[Records identifying positions]

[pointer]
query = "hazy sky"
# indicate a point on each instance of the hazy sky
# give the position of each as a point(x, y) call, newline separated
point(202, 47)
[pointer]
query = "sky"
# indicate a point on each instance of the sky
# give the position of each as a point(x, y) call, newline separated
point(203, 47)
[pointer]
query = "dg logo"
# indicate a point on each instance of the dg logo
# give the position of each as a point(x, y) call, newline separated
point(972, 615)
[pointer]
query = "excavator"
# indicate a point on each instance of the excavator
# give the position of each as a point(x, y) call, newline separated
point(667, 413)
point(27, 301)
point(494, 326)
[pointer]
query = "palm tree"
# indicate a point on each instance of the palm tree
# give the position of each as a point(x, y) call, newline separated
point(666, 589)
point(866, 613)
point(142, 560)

● Short task:
Copy the lines of every item above word for word.

● Task answer:
[pointer]
query = "hazy sky"
# indicate a point on each instance of the hazy sky
# give the position of each as a point(x, y) call, newline separated
point(202, 47)
[pointer]
query = "sky"
# indicate a point on each instance of the sky
# give the position of each as a point(x, y) call, newline separated
point(203, 47)
[pointer]
query = "dg logo"
# indicate a point on each instance of the dg logo
# give the position of each as a point(x, y) call, newline separated
point(972, 615)
[pointer]
query = "excavator"
# indicate a point on each instance of the excavator
# give the position of each as a point(x, y) call, newline separated
point(667, 413)
point(27, 301)
point(494, 326)
[pointer]
query = "palm tree"
# indicate a point on each instance of the palm tree
# give the position of each as a point(x, y) call, newline separated
point(666, 589)
point(866, 613)
point(142, 560)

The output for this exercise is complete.